## Excerpt
☆ ☆ ☆ ☆

Originally written as a poem “Strange Fruit” by Abel Meeropol became a song performed famously by Billie Holiday. Meeropol, a white, Jewish high school teacher from the Bronx and a member of the Communist Party wrote it as a protest against lynchings.
His inspiration came from the photograph by Lawrence Beitler of the 1930 lynching of Thomas Shipp and Abram Smith in Marion, Indiana. Shipp and Smith were African American men who were taken from jail by a mob, beaten then lynched on 7 August 1930. Meeropol said that the photograph had haunted him for days.
He published the poem under the title “Bitter Fruit” in 1937.
Southern trees bear strange fruit,
Blood on the leaves and blood at the root,
Black bodies swinging in the southern breeze,
Strange fruit hanging from the poplar trees.
Pastoral scene of the gallant south,
The bulging eyes and the twisted mouth,
Scent of magnolias, sweet and fresh,
Then the sudden smell of burning flesh.
Here is the fruit for the crows to pluck,
For the rain to gather, for the wind to suck,
For the sun to rot, for the trees to drop,
Here is a strange and bitter crop.
Meeropol who wrote under the pen name “Lewis Allan “eventually set it to music and he and his wife along with singer Laura Duncan, performed it as a protest song in New York venues in the late 1930s. Meeropol played it for a New York club owner — who ultimately gave it to Billie Holiday.
Billie Holiday first performed the song at the popular cabaret club, Café Society in 1939. Café Society was New York’s only truly integrated nightclub, a place catering to progressive types with open minds. Holiday said that singing it made her fearful of retaliation but, because its imagery reminded her of her father who died of pneumonia in 1937 after several segregated southern hospitals refused to treat him, she continued to sing the piece, making it a regular part of her live performances.
The song became a cry for civil rights. The late jazz writer Leonard Feather once called “Strange Fruit” “the first significant protest in words and music, the first unmuted cry against racism.”

☆ ☆ ☆ ☆

Point localization data
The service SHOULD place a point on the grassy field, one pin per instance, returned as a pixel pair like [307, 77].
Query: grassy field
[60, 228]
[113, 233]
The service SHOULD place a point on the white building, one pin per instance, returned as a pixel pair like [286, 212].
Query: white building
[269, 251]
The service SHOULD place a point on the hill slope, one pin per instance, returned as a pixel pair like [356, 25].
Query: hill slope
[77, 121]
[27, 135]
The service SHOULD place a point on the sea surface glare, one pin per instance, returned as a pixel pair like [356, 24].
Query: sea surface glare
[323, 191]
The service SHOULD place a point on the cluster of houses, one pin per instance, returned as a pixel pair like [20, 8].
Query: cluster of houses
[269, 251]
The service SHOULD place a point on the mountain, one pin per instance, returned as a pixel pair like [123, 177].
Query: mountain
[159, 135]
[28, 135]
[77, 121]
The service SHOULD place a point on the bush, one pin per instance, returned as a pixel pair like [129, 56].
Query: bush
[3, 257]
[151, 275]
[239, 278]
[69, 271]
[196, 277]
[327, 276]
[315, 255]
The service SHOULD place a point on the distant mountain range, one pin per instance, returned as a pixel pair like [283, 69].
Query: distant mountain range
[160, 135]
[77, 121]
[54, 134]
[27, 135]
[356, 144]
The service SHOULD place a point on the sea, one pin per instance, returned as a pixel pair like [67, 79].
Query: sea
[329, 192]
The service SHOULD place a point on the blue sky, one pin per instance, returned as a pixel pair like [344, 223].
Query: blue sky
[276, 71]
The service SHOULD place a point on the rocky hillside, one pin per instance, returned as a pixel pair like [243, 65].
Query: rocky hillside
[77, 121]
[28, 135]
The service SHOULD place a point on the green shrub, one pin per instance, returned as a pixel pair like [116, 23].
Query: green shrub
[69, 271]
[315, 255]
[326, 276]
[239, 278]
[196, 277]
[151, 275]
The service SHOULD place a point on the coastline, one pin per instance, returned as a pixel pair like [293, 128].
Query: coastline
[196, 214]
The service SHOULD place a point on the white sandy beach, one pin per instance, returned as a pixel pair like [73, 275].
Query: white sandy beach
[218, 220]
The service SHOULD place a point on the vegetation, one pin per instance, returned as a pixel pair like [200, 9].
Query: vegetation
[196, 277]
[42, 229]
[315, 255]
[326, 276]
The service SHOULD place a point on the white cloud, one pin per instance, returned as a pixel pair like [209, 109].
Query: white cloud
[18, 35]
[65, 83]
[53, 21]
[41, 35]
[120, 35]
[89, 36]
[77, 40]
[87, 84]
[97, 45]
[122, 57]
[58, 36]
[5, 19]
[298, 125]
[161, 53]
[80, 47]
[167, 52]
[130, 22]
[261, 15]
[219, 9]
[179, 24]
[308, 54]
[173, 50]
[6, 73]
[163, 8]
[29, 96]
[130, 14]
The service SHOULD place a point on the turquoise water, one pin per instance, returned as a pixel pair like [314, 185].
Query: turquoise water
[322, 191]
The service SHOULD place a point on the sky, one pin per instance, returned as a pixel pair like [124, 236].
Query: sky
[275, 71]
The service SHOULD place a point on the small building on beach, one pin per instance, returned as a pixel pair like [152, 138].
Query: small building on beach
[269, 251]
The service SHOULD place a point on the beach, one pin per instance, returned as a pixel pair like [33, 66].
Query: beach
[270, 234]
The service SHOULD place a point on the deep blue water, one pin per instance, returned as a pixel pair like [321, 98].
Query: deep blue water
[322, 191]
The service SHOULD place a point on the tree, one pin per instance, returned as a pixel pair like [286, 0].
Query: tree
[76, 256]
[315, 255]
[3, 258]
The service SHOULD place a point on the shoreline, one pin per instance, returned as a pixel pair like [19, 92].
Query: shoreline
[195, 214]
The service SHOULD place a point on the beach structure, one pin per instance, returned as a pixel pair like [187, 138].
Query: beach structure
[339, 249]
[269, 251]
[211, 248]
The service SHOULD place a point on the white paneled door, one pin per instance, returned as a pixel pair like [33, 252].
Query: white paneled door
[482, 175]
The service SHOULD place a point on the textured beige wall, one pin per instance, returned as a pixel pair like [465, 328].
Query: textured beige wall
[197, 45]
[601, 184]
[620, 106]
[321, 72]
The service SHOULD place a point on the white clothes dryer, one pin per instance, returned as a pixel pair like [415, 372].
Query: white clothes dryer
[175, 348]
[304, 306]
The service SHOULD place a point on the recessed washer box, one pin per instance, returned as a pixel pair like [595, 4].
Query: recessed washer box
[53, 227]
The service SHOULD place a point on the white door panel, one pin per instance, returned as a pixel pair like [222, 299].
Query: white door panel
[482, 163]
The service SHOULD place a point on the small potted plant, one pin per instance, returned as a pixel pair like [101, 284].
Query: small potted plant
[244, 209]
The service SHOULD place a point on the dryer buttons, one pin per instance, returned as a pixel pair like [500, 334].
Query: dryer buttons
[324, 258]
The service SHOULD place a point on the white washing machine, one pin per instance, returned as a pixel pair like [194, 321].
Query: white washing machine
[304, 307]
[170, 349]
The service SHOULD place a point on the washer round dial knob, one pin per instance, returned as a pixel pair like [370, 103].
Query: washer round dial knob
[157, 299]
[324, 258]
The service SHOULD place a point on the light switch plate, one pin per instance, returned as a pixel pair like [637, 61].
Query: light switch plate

☆ ☆ ☆ ☆

## Exercise set
**A)** Could you write out the part of the piece on "Strange Fruit" starting at "His inspiration came" and ending at "of burning flesh."?
**B)** Do these statements agree with the piece on "Strange Fruit"? Answer yes or no for each, quoting the words that decide it. (i) Meeropol published the poem under the title "Bitter Fruit" in 1937. (ii) Billie Holiday first performed the song at Café Society in 1941. (iii) Holiday's father died of pneumonia.

## Per-task outputs
**A)**
His inspiration came from the photograph by Lawrence Beitler of the 1930 lynching of Thomas Shipp and Abram Smith in Marion, Indiana. Shipp and Smith were African American men who were taken from jail by a mob, beaten then lynched on 7 August 1930. Meeropol said that the photograph had haunted him for days.
He published the poem under the title “Bitter Fruit” in 1937.
Southern trees bear strange fruit,
Blood on the leaves and blood at the root,
Black bodies swinging in the southern breeze,
Strange fruit hanging from the poplar trees.
Pastoral scene of the gallant south,
The bulging eyes and the twisted mouth,
Scent of magnolias, sweet and fresh,
Then the sudden smell of burning flesh.

**B)**
(i) Yes: "He published the poem under the title “Bitter Fruit” in 1937."
(ii) No: "Billie Holiday first performed the song at the popular cabaret club, Café Society in 1939."
(iii) Yes: "her father who died of pneumonia in 1937"